After miscarriage many couples want to get pregnant again, soon. It’s important that you understand your body, your emotions, and the fact that it is unlikely your health or your health behaviors caused the miscarriage.
1. Whatever the cause research says it’s unlikely that the medical issue will recur and you should just try again for pregnancy.
2. Waiting too long to try again may not be helpful. In fact waiting over 3 months can increase the chance of adverse outcome in the next pregnancy. In fact waiting over 12 months increases the risk of having trouble getting pregnant again according to the Concepcion After Pregnancy Loss article in Feb 2016 issue of Obstetrics and Gynecology.
3. Even young women can have chromosomal abnormal eggs. About half of all the miscarriages are due to chromosome problems in that egg alone and thus will not be repeated. In the newest studies it shows that chromosomal problems account for a bit less than 50% of all spontaneous abortions, also known as miscarriages.
4. The health of your uterus is important, and this can be checked if your gyno thinks this was an issue. The next most common reason for a miscarriage is that the implantation location in the uterus was poor, but it might have only been poor in that one cycle.
5. Healthy lives make for healthy babies. Other correctable reasons for miscarriage are smoking, extremely thin or being obese, consuming too much alcohol, having used medication that could cause a miscarriage or being in a prior accident. The final question then becomes: how soon can a couple safely try for another pregnancy after an early miscarriage?
6. A miscarriage will not make you infertile or change ovulation.
7. If you don’t want to be pregnant, take steps to prevent it. After you miscarry you can ovulate as soon as 2 weeks. So the decision to contracept for a bit or to begin trying again if you were trying for pregnancy is an important one.
8. The WHO has recommended waiting 6 months. Other organizations have focused on birth spacing mostly after full term births or after births in third world countries. The WHO information was based on one study that was done in Latin America. Now there was a new study out of Scotland looking at over 30,000 women with their first miscarriage, during the second pregnancy over a twenty year period of time.
9. Your chances of getting pregnant after a miscarriage is thus good. In the study mentioned above over 40% got pregnant within those first 6 months and actually getting pregnant within those first 6 months was better than waiting longer in terms of healthy pregnancy outcomes.
10. A new article in the NY Times also talk about the fact that women trying quickly got pregnant more easily. So we are telling women they need not delay as long. Now if you became very anemic, or have other medical conditions to correct, or have emotional reasons you need to slow down, those are reasons to sit and gab with your gyno and figure out how long, what nutritional changes, and what other medical tests to do before launching out on your own.
11. COVID? Zika? Travel? All good things to consider before getting pregnant and planning how long you will breastfeed. And if you didn’t have a pre-pregnancy planning visit with your gyno, even if you are healthy, you may want to schedule that visit. At Women’s Health Practice we also offer genetic testing for couples with problems of miscarriage, infertility or a history of birth defects. And after pregnancy is achieved again there are now arrays of tests that can test for the genetic health of the baby. Once you do get pregnant again, if you are 35 years old, or younger, and there is a fetus with a heart beat seen on ultrasound, the risk of miscarriage will be less than 5%.

Data extracts |
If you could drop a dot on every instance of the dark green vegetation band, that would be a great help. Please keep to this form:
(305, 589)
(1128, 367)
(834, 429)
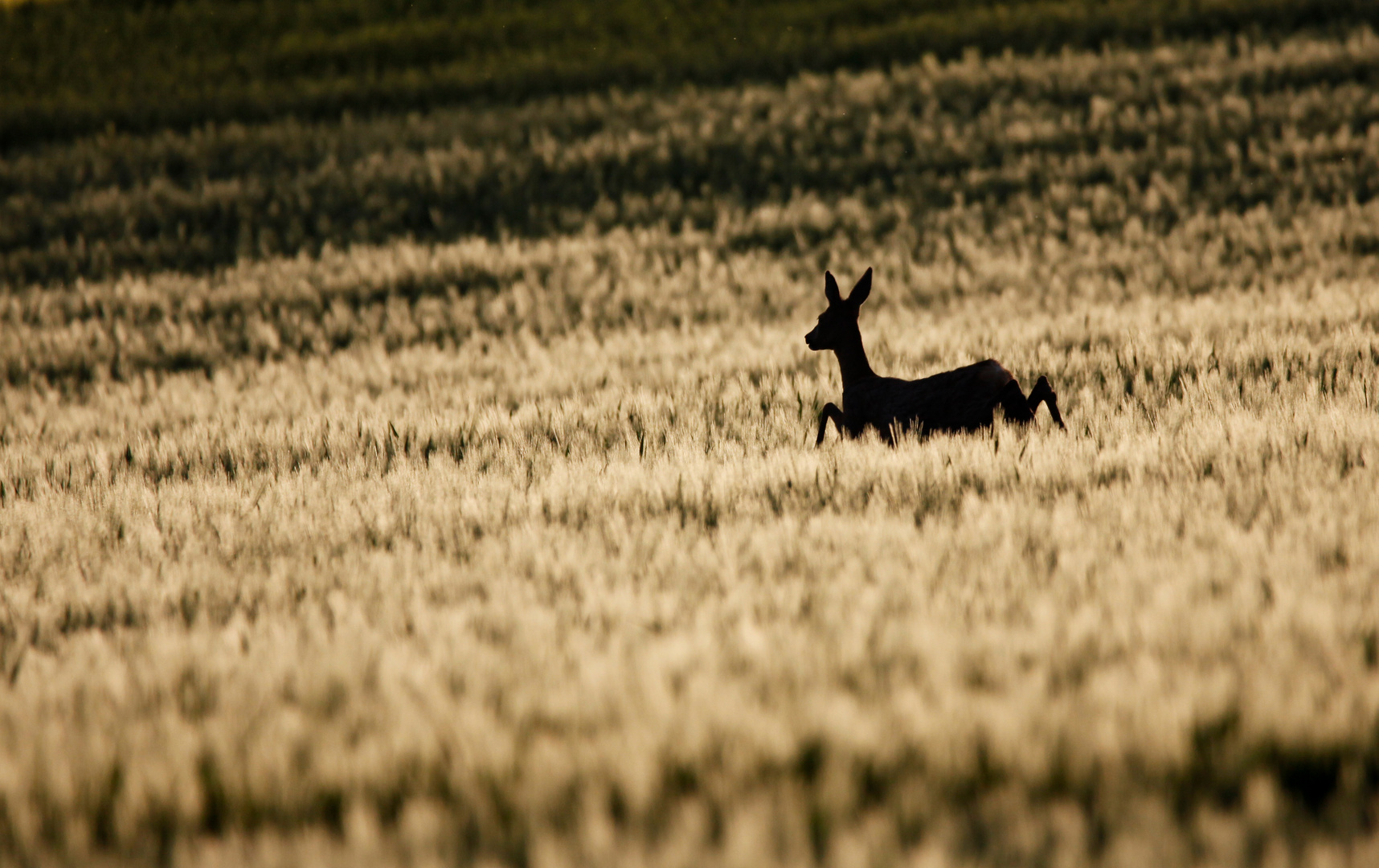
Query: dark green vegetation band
(84, 65)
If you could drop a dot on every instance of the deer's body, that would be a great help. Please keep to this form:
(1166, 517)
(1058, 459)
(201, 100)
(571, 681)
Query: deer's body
(957, 400)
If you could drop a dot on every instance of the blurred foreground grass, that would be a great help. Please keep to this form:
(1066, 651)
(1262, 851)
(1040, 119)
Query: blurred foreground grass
(514, 548)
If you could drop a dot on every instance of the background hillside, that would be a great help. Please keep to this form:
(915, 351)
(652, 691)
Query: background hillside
(84, 65)
(433, 483)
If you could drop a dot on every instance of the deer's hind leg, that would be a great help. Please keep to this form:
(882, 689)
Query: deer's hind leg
(830, 411)
(1019, 409)
(1046, 394)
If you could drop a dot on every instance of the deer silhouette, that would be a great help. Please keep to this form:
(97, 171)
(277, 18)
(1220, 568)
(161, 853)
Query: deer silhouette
(961, 399)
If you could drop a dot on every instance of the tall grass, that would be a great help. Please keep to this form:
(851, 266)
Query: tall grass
(514, 548)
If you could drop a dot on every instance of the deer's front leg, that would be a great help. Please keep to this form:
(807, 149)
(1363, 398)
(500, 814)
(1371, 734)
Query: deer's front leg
(830, 411)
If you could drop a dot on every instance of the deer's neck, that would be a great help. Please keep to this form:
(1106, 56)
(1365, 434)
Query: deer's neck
(853, 360)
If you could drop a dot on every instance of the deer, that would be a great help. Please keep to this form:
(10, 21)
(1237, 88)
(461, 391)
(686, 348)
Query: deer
(959, 400)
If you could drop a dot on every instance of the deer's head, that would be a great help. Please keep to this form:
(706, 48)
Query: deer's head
(839, 321)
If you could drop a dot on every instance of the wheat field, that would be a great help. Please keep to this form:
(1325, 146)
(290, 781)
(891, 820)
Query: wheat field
(514, 548)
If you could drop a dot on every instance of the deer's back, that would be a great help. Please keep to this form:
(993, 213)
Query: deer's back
(955, 400)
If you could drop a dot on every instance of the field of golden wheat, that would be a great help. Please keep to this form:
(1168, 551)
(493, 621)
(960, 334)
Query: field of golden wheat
(443, 489)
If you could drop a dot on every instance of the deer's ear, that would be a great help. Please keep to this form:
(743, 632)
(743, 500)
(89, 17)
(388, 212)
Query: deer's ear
(830, 289)
(861, 290)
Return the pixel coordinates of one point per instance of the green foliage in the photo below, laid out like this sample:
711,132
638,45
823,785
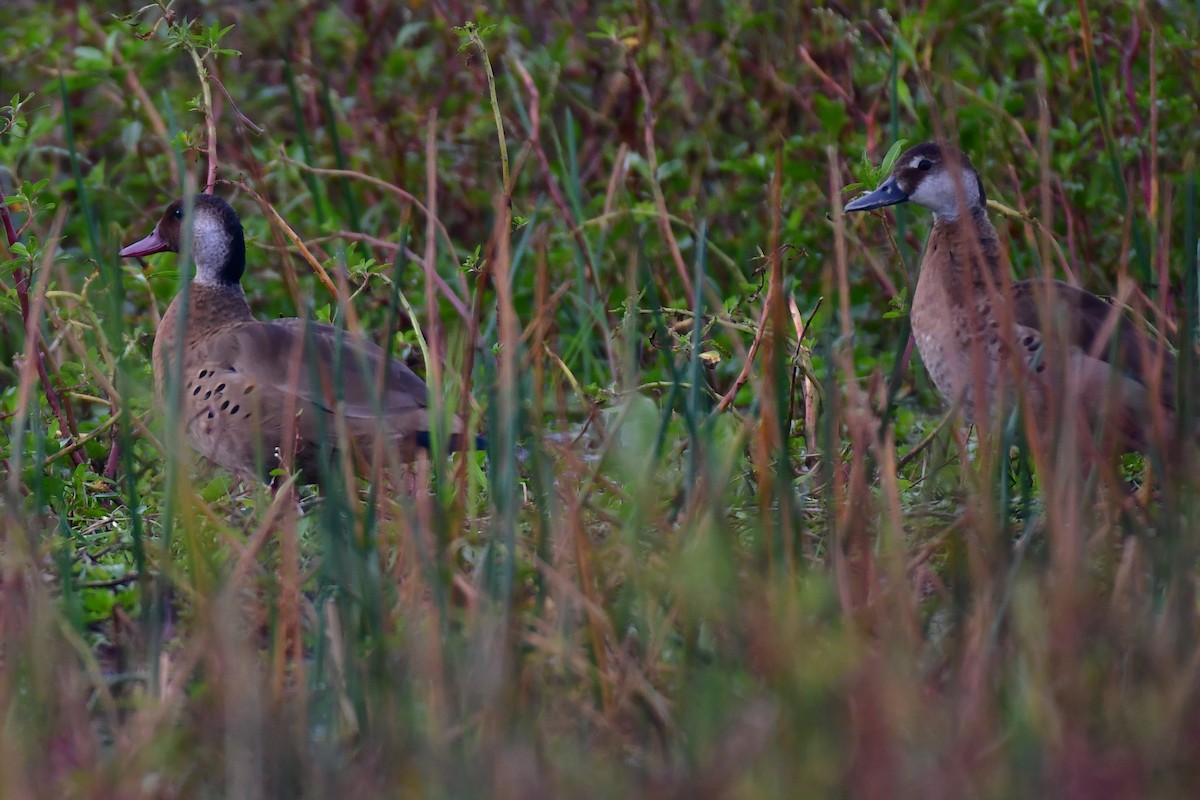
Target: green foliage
639,590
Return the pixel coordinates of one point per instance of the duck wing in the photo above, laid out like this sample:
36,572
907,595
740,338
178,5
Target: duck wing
251,386
1102,336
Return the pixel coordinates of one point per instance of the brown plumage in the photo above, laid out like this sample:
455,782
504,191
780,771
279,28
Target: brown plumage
969,318
252,391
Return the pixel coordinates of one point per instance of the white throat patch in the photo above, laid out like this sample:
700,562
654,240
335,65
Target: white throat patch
941,193
210,247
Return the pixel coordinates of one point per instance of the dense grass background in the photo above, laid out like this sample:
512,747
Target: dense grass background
743,557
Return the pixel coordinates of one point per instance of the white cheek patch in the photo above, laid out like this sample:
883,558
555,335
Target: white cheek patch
941,194
210,247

Task instructions | Copy the text on pregnancy after miscarriage from "5. Healthy lives" to "an important one.", swapping "accident" for "injury".

Output below |
5. Healthy lives make for healthy babies. Other correctable reasons for miscarriage are smoking, extremely thin or being obese, consuming too much alcohol, having used medication that could cause a miscarriage or being in a prior injury. The final question then becomes: how soon can a couple safely try for another pregnancy after an early miscarriage?
6. A miscarriage will not make you infertile or change ovulation.
7. If you don’t want to be pregnant, take steps to prevent it. After you miscarry you can ovulate as soon as 2 weeks. So the decision to contracept for a bit or to begin trying again if you were trying for pregnancy is an important one.